**Short problem:** Swap every "pointer" in the items below for "marker" and give all the lines back otherwise unchanged. Leave the pictures out.

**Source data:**
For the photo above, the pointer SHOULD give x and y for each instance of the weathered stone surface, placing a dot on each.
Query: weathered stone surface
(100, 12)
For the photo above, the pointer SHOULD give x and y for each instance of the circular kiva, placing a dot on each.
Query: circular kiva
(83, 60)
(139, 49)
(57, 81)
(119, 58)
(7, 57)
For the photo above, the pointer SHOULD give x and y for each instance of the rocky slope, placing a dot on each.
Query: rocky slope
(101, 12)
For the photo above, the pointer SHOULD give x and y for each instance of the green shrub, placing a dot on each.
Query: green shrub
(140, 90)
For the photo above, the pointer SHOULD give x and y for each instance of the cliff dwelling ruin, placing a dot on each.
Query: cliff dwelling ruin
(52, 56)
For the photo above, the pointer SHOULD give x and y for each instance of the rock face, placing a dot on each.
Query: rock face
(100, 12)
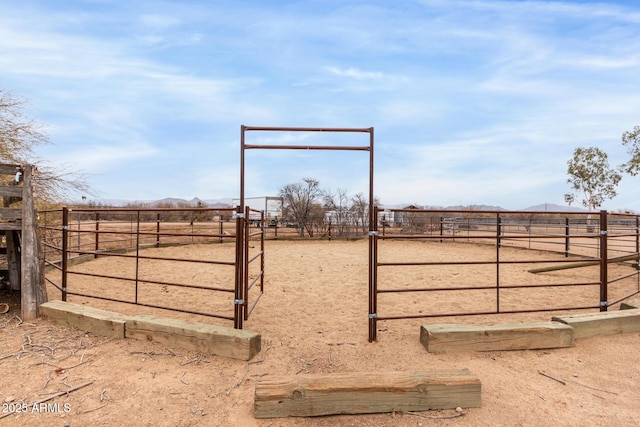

**Solution:**
For the photo above, the marker SHOULD give x and y for each instance of the weathered stone surface, placing a dot on each.
Query: weathered stone surface
(100, 12)
For the photo above, the marker SHOULD give x and y for each instance of the circular kiva, placing a dot on each.
Query: circular kiva
(83, 60)
(139, 49)
(57, 81)
(119, 58)
(7, 57)
For the photo above, the marker SHOULD give x and y for each instance of the rocky slope, placing a dot on each.
Query: rocky slope
(101, 12)
For the photo above, the marker SHOULD give x and y for each instance of the green shrub, placing a dot on each.
Query: green shrub
(140, 90)
For the photo above, the marker SHOULD give x and y for each instance of the cliff dwelling ruin, placing a dot on each.
Query: cliff dwelling ruin
(52, 56)
For the photo above, the marker SHOULD give x and y for each instance of the rock face, placing a dot on each.
Query: rock face
(100, 12)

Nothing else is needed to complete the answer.